→ Extracted text:
_____

The requirements of section 6015(b)(1) are stated in the
conjunctive. Therefore, if the requesting spouse fails to meet
any one of them, she does not qualify for relief. Alt v.
Commissioner, 119 T.C. 306, 313 (2002), affd. 101 Fed. Appx. 34
(6th Cir. 2004). Except as provided by section 6015, the
requesting spouse bears the burden of proving that she satisfies
- 9 -
each requirement of section 6015(b)(1). See Rule 142(a). We
find that petitioner fails to meet the requirement of section
6015(b)(1)(C); therefore, we need not, and do not, decide whether
petitioner satisfies the other requirements of section
6015(b)(1).
Pursuant to section 6015(b)(1)(C), petitioner must
establish that she did not know and further had no reason to know
of the understatement in tax on the joint return which she filed
with her husband. This Court has held that “where a spouse
seeking relief has actual knowledge of the underlying transaction
that produced the omitted income, innocent spouse relief is
denied.” Cheshire v. Commissioner, 115 T.C. 183, 192-193 (2000),
affd. 282 F.3d 326 (5th Cir. 2002).
In the present case, petitioner and Mr. Glaze maintained a
joint checking account. Both petitioner and Mr. Glaze deposited
their respective wage income into said joint checking account.
Petitioner occasionally reviewed the bank statements regarding
their joint checking account, and she personally used moneys from
the joint checking account to pay joint household expenses.
Further, petitioner knew that Mr. Glaze drove trucks for
Mayflower and knew he was receiving wages from Mayflower.
Petitioner also reviewed the 1995 joint income tax return before
filing it with the Internal Revenue Service.
- 10 -
Upon the basis of the facts of the present case, we find
that petitioner was well aware of the income received by Mr.
Glaze from Mayflower for his services, and that such income was
not reported as gross income on their 1995 joint Federal income
tax return. Therefore, we conclude that petitioner may not claim
that she did not have knowledge of the income received by Mr.

_____

→ Provided data:
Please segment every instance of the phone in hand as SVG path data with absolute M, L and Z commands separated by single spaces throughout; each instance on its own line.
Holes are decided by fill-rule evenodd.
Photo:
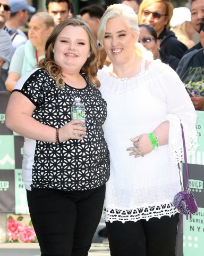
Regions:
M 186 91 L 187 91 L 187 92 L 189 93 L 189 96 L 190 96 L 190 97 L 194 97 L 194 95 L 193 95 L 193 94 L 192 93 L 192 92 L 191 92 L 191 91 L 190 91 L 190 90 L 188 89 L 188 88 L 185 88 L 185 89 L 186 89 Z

_____

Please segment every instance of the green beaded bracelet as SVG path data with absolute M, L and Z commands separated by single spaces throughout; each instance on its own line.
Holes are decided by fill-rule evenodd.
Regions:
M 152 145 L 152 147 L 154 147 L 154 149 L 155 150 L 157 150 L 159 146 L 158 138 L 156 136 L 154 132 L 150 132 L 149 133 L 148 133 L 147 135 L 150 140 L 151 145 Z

_____

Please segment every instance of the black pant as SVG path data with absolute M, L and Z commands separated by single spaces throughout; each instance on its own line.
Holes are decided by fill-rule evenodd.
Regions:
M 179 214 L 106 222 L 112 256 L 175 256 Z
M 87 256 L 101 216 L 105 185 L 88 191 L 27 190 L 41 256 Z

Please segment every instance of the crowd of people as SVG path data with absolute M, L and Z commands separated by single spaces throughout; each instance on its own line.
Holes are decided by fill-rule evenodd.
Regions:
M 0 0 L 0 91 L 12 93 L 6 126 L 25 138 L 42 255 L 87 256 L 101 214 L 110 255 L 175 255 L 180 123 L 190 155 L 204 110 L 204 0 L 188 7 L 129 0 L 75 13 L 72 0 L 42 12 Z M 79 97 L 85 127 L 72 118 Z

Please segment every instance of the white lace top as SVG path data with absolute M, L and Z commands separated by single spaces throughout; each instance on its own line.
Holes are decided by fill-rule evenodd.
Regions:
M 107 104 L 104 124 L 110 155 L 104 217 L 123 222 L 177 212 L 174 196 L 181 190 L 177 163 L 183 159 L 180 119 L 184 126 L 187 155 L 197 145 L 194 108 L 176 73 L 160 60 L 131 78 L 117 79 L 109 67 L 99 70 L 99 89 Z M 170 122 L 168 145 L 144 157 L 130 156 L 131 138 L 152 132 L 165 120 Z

_____

→ Problem description: Return the innocent spouse relief text in full, reproducing every character unchanged. Work from the text by itself and disregard the records.

→ Exercise response:
The requirements of section 6015(b)(1) are stated in the
conjunctive. Therefore, if the requesting spouse fails to meet
any one of them, she does not qualify for relief. Alt v.
Commissioner, 119 T.C. 306, 313 (2002), affd. 101 Fed. Appx. 34
(6th Cir. 2004). Except as provided by section 6015, the
requesting spouse bears the burden of proving that she satisfies
- 9 -
each requirement of section 6015(b)(1). See Rule 142(a). We
find that petitioner fails to meet the requirement of section
6015(b)(1)(C); therefore, we need not, and do not, decide whether
petitioner satisfies the other requirements of section
6015(b)(1).
Pursuant to section 6015(b)(1)(C), petitioner must
establish that she did not know and further had no reason to know
of the understatement in tax on the joint return which she filed
with her husband. This Court has held that “where a spouse
seeking relief has actual knowledge of the underlying transaction
that produced the omitted income, innocent spouse relief is
denied.” Cheshire v. Commissioner, 115 T.C. 183, 192-193 (2000),
affd. 282 F.3d 326 (5th Cir. 2002).
In the present case, petitioner and Mr. Glaze maintained a
joint checking account. Both petitioner and Mr. Glaze deposited
their respective wage income into said joint checking account.
Petitioner occasionally reviewed the bank statements regarding
their joint checking account, and she personally used moneys from
the joint checking account to pay joint household expenses.
Further, petitioner knew that Mr. Glaze drove trucks for
Mayflower and knew he was receiving wages from Mayflower.
Petitioner also reviewed the 1995 joint income tax return before
filing it with the Internal Revenue Service.
- 10 -
Upon the basis of the facts of the present case, we find
that petitioner was well aware of the income received by Mr.
Glaze from Mayflower for his services, and that such income was
not reported as gross income on their 1995 joint Federal income
tax return. Therefore, we conclude that petitioner may not claim
that she did not have knowledge of the income received by Mr.